From the line with "Target: wooden bench" to the last line of the material, both inclusive, transcribe every line exactly and nothing else.

* Material for this task:
[Start of section]
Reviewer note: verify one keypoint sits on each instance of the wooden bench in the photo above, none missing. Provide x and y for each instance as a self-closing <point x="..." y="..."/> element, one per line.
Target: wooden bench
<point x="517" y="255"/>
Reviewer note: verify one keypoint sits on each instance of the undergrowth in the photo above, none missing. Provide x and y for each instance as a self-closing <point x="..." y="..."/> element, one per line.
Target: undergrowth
[End of section]
* Reply:
Target: wooden bench
<point x="517" y="255"/>
Reviewer note: verify one keypoint sits on each instance of the undergrowth in the photo above, none missing. Provide x and y for each instance as a self-closing <point x="..." y="..."/> element, one per line.
Target: undergrowth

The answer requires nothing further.